Annotated coordinate records
────────────────────
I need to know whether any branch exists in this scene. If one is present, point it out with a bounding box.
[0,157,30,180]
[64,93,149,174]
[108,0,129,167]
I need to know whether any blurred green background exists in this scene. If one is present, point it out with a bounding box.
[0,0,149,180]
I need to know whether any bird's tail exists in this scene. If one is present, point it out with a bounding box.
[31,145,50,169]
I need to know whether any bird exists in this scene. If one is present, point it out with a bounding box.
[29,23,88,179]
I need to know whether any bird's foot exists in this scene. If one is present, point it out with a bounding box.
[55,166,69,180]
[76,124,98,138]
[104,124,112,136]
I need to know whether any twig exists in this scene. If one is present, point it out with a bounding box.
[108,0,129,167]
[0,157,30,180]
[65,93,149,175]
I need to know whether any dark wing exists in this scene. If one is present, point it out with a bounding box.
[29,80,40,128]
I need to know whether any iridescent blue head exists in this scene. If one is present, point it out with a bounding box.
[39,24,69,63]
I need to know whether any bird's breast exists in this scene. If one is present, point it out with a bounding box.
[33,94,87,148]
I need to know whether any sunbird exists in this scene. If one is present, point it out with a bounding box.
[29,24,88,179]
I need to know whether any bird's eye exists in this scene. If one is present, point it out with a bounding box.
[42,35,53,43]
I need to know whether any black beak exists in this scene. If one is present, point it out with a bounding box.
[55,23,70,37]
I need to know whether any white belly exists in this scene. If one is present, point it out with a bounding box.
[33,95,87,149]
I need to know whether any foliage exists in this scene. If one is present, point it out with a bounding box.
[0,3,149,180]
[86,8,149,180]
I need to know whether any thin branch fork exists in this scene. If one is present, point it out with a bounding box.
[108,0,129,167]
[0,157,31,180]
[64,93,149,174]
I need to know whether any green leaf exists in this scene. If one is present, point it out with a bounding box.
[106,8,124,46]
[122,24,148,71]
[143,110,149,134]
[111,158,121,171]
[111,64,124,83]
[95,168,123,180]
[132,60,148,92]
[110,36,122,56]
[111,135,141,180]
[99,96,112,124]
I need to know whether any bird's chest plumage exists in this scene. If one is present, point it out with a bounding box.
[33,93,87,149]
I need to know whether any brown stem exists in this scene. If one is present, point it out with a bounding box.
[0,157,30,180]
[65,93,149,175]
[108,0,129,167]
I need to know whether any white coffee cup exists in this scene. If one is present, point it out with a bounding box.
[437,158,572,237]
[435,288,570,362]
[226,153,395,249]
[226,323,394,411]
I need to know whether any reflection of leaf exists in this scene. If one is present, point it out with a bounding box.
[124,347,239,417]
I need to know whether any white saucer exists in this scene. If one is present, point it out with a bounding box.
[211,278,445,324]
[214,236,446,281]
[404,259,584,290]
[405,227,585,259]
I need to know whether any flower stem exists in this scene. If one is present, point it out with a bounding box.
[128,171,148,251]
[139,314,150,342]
────────────────────
* _Given request_
Locate each line in the rows above that contains the string "stem", and copy those lines out.

* _Exercise response_
I need to know whether any brown stem exists in this scene. If one is present, point it out with a bounding box.
I need to know whether any flower stem exists in this scene. If one is present, point it out with a bounding box.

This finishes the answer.